◆ Entries from a point annotation set:
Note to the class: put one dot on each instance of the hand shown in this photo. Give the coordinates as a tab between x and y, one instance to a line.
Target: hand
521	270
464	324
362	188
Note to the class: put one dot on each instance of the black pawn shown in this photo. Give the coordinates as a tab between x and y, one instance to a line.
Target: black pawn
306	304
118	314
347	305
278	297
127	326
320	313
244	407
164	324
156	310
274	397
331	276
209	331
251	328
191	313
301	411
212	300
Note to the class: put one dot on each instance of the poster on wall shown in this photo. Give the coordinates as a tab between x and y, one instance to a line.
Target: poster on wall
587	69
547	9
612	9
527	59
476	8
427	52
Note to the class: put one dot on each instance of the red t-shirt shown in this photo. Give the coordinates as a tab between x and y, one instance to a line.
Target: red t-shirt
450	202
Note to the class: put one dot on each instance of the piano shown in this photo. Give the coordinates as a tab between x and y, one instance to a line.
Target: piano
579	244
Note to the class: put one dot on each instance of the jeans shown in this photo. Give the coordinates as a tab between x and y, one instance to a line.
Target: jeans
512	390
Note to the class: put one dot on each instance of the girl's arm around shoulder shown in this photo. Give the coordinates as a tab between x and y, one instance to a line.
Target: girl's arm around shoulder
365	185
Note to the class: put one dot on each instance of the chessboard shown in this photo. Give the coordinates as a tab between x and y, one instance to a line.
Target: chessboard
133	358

◆ What the exercise asks: Convert every line of the records above into a Markdown table with two columns, Row and Line. Number the rows in order and leave out any blank lines.

◆ Answer:
| Row | Line |
|---|---|
| 1 | Note to the class: put one dot on each instance of the hand shown in this photo. Give the coordinates as a tab between x and y, one instance to a line. |
| 2 | Target: hand |
| 3 | 521	270 |
| 4 | 464	324 |
| 5 | 362	188 |
| 6 | Note to the class: put one dot on each instance of the black pawn shown in this photo. Give the coordinates as a tab between x and y, one instance to a line. |
| 7 | Target: black pawn |
| 8 | 306	304 |
| 9 | 118	314 |
| 10 | 347	305 |
| 11 | 278	297 |
| 12 | 127	326 |
| 13 | 320	313 |
| 14 | 244	407 |
| 15 | 164	324 |
| 16 | 156	310 |
| 17 | 274	397 |
| 18 | 331	276 |
| 19 | 209	331 |
| 20 | 251	328 |
| 21 | 191	313 |
| 22 | 301	411 |
| 23 | 212	300 |
| 24 | Note to the class: put one dot on each instance of the poster on wall shown in this photo. Give the coordinates as a tab between x and y, one instance to a line. |
| 25 | Target: poster on wall |
| 26 | 587	69 |
| 27 | 547	9 |
| 28 | 612	9 |
| 29 | 527	59 |
| 30 | 476	8 |
| 31 | 427	52 |
| 32 | Note to the class: put one dot on each instance of the red t-shirt shown in this photo. Give the coordinates as a tab between x and y, one instance to a line. |
| 33 | Target: red t-shirt |
| 34 | 450	202 |
| 35 | Note to the class: put one dot on each instance of the piano shown in this photo. Give the coordinates as a tab between x and y, one instance to a line. |
| 36 | Target: piano |
| 37 | 579	244 |
| 38 | Note to the class: put one dot on each instance of the jeans shown in this photo. Give the coordinates as a tab between x and y, one instance to a line. |
| 39 | Target: jeans |
| 40 | 512	390 |
| 41 | Note to the class: put one dot on each instance of the girl's arm around shoulder shown in this photo. Give the coordinates as a tab between x and y, one instance to a line. |
| 42 | Target: girl's arm around shoulder |
| 43 | 365	185 |
| 44 | Note to the class: put one dot on each instance of the chessboard shown in this photo. Give the coordinates as a tab between x and y, one instance to a line. |
| 45 | Target: chessboard |
| 46 | 133	358 |